Region annotation items →

>>>

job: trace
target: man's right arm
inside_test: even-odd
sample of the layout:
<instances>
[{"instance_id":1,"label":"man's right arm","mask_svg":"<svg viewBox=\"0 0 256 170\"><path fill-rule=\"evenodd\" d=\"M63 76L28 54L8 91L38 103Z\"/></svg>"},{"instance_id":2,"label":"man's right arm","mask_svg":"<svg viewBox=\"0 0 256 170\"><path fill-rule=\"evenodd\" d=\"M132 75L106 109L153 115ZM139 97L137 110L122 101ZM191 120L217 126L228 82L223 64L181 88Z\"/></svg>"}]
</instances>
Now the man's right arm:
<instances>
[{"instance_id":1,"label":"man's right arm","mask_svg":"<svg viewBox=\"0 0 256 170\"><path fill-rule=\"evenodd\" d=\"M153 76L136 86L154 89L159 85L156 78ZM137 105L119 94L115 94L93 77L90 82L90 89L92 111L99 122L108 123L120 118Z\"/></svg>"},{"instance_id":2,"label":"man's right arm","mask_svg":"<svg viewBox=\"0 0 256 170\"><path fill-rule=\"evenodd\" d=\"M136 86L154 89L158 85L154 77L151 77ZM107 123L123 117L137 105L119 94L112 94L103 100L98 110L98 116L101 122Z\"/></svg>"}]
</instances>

<<<

Directions →
Exactly as they are written, print the entries again.

Output →
job: trace
target: man's right arm
inside_test: even-odd
sample of the layout:
<instances>
[{"instance_id":1,"label":"man's right arm","mask_svg":"<svg viewBox=\"0 0 256 170\"><path fill-rule=\"evenodd\" d=\"M63 76L28 54L8 91L38 103Z\"/></svg>"},{"instance_id":2,"label":"man's right arm","mask_svg":"<svg viewBox=\"0 0 256 170\"><path fill-rule=\"evenodd\" d=\"M132 75L106 109L153 115ZM139 97L137 110L122 101ZM191 120L217 126L228 82L223 64L181 88Z\"/></svg>"}]
</instances>
Now the man's right arm:
<instances>
[{"instance_id":1,"label":"man's right arm","mask_svg":"<svg viewBox=\"0 0 256 170\"><path fill-rule=\"evenodd\" d=\"M153 76L136 86L154 89L159 85L156 78ZM137 105L119 94L115 94L93 77L90 82L90 89L92 111L99 122L108 123L120 118Z\"/></svg>"},{"instance_id":2,"label":"man's right arm","mask_svg":"<svg viewBox=\"0 0 256 170\"><path fill-rule=\"evenodd\" d=\"M136 86L154 89L158 85L154 77L151 77ZM107 123L123 117L137 105L119 94L112 94L103 100L98 110L98 116L101 122Z\"/></svg>"}]
</instances>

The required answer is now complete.